---------- TEXT PROVIDED ----------

Good article, Heydon. I particularly like how you define “inclusive design” as “designing things for people who aren’t you, in your situation”. The name “inclusive design” reminds designers and developers of the constant risk of excluding people.

Taylor Hunt

No one benefits from low contrast; everyone benefits from high contrast.

I did run into an issue where a dyslexic user found high-contrast harder to read, but the most we could do there was adding hooks for lower-contrast user styles. Frustrating, though. This is apparently an old issue, but I wasn’t sure what the best way of handling it was.

Gunnar Bittersmann

Great article on inclusive design. What I did expect from you, Heydon. ;-)

A sidenote on what I did not expect: “Naming things is hard. […] CSS class names”

There’s no such thing as ‘CSS classes’—at least there shouldn’t be. Classes are a construct in HTML to further describe the content when element types are not enough. Classes have nothing to do with styling in the first place.

HTML classes can later be used for styling, of course.

When you say “CSS classes” you mean classes solely for the purpose of styling, i.e. you mean inline styles, you mean presentational markup.

Yes, naming things is hard. Please don’t use the term “CSS classes” when you’re on the light side of separation of concerns.

Andrei Dacko

Well put Hayden. A fantastic and spot-on overview of inclusive design. Your article would serve as a beautiful complement to the work going at my alma mater OCADU and their Master of Design in Inclusive Design program as well as their Inclusive Design Research Centre.

----------

* [WHAT IS REQUIRED]: In the comments on inclusive design, what does Taylor Hunt say was done for the dyslexic user who found high contrast harder to read?

---------- LISTED ENTRIES ----------

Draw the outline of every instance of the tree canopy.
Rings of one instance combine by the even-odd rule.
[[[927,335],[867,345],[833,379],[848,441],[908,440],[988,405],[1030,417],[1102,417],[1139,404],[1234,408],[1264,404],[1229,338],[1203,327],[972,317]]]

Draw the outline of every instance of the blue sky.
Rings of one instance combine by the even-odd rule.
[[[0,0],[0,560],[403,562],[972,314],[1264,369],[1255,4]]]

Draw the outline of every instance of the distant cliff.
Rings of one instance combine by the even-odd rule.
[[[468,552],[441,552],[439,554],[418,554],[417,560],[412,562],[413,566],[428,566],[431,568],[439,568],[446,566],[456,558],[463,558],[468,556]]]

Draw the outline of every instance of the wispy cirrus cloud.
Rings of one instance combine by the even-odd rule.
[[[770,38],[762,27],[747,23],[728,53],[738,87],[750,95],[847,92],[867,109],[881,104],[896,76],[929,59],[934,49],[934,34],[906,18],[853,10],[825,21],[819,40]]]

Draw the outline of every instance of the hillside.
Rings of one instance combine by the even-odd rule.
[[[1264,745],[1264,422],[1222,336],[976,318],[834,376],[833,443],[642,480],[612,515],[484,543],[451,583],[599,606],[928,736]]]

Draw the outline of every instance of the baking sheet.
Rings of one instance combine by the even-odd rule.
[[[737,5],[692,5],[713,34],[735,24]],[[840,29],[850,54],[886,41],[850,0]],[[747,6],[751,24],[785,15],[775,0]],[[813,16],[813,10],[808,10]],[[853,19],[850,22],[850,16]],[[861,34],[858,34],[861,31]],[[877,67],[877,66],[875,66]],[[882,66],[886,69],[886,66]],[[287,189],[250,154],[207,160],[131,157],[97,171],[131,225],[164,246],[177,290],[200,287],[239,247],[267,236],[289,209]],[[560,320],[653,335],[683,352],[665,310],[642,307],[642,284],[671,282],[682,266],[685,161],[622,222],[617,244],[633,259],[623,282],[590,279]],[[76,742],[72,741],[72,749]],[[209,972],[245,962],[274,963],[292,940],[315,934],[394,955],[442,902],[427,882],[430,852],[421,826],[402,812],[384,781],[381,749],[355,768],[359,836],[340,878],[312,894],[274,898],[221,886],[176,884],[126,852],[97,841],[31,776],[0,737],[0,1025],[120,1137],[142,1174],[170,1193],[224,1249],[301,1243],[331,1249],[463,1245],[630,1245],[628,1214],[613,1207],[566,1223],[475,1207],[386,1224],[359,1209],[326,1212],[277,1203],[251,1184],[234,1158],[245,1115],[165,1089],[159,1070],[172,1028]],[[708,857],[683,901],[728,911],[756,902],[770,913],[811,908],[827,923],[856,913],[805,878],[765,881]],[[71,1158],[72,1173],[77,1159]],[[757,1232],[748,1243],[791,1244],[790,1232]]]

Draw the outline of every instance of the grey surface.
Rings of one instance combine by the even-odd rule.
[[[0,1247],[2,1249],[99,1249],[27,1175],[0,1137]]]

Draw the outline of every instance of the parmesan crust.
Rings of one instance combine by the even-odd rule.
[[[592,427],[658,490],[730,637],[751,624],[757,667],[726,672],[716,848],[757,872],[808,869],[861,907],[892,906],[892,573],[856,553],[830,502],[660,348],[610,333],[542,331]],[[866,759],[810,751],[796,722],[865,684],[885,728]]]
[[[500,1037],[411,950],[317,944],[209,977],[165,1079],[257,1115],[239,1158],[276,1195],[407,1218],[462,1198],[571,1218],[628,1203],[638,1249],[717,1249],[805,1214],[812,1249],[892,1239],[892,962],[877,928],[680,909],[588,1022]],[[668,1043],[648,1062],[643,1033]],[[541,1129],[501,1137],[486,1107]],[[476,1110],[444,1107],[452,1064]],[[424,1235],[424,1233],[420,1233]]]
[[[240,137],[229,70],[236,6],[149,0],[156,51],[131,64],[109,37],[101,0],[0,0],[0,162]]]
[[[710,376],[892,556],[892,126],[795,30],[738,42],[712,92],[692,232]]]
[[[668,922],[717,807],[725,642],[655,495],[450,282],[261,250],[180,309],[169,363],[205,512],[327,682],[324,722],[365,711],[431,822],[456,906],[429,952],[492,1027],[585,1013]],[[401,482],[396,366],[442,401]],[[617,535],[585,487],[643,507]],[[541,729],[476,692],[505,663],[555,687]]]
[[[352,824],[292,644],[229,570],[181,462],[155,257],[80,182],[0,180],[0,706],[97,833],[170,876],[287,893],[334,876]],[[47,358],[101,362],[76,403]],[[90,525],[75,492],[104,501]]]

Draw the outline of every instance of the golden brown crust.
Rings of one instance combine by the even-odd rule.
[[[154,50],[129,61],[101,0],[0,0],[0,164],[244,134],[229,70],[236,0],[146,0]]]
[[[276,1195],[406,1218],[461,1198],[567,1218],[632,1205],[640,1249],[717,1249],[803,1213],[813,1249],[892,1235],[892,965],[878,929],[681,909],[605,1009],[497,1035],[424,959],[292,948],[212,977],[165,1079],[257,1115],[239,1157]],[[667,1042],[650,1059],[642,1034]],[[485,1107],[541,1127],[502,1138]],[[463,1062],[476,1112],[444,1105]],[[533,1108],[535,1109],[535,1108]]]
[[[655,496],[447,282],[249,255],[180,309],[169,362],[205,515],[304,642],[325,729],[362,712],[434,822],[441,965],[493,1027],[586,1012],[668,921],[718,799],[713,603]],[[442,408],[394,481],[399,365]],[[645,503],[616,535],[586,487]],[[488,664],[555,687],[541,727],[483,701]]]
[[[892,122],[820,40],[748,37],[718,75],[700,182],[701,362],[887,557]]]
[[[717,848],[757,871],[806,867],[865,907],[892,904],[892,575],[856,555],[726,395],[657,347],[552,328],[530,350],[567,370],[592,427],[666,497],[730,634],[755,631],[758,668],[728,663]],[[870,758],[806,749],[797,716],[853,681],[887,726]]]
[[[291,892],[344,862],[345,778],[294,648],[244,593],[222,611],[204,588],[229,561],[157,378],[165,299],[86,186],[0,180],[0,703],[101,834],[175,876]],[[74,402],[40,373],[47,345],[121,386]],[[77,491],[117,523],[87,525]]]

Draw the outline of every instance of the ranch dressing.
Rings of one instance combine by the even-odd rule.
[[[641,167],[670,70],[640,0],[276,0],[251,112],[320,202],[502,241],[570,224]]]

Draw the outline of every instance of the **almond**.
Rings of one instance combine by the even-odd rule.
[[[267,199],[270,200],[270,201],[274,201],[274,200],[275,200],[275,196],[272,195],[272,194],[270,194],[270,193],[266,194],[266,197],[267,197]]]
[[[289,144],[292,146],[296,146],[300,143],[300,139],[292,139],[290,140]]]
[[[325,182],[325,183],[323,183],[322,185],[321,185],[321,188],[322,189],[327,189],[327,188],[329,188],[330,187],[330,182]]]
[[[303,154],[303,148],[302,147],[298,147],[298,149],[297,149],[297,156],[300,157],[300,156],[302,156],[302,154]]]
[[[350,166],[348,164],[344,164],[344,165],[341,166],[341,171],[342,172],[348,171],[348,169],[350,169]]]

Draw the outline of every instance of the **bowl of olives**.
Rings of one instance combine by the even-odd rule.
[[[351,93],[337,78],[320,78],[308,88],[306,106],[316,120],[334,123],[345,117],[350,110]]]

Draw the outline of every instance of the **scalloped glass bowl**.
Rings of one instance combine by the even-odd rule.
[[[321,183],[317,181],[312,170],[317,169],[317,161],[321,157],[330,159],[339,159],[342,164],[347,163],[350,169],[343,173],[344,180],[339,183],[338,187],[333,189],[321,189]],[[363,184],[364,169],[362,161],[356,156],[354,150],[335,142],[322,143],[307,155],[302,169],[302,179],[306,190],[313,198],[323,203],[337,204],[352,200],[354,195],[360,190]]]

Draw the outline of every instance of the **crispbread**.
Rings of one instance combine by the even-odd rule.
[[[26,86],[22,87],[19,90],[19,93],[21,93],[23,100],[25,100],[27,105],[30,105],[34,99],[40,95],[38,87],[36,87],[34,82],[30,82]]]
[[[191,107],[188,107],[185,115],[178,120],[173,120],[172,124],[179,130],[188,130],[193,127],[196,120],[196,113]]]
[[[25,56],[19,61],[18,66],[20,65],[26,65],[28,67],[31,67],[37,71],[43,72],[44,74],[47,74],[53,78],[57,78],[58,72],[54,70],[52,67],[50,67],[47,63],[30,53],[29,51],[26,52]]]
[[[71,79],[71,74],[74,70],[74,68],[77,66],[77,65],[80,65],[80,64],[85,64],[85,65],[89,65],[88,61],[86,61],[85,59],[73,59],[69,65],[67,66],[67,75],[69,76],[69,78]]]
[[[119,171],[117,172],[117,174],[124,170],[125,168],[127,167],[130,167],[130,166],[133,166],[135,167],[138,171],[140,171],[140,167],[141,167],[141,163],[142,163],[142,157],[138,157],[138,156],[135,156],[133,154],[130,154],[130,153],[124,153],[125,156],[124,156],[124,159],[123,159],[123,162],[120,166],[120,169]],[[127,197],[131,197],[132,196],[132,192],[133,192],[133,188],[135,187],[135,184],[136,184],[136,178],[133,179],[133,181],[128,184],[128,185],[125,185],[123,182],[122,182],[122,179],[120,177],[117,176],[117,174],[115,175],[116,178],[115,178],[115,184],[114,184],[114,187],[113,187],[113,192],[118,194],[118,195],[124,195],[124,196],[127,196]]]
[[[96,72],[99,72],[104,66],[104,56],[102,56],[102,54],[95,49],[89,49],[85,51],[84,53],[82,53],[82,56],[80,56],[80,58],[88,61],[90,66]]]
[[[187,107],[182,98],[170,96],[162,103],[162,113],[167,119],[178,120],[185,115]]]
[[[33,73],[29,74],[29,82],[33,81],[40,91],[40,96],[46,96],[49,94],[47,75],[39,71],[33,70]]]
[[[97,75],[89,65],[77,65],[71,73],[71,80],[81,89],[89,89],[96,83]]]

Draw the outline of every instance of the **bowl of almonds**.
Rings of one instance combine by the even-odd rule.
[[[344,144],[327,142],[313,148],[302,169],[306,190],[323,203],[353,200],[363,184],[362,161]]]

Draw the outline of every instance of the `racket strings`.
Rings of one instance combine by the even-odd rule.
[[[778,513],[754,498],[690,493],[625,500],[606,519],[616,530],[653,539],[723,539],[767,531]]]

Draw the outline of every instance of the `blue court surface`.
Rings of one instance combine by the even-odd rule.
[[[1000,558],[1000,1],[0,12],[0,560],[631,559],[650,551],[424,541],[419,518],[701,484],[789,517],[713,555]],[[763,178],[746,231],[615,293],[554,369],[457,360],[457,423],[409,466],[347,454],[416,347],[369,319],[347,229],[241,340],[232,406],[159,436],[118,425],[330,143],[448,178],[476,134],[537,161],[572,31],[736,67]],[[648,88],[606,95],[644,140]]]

----------

* [FINAL RESULT]: Hooks were added for lower-contrast user styles.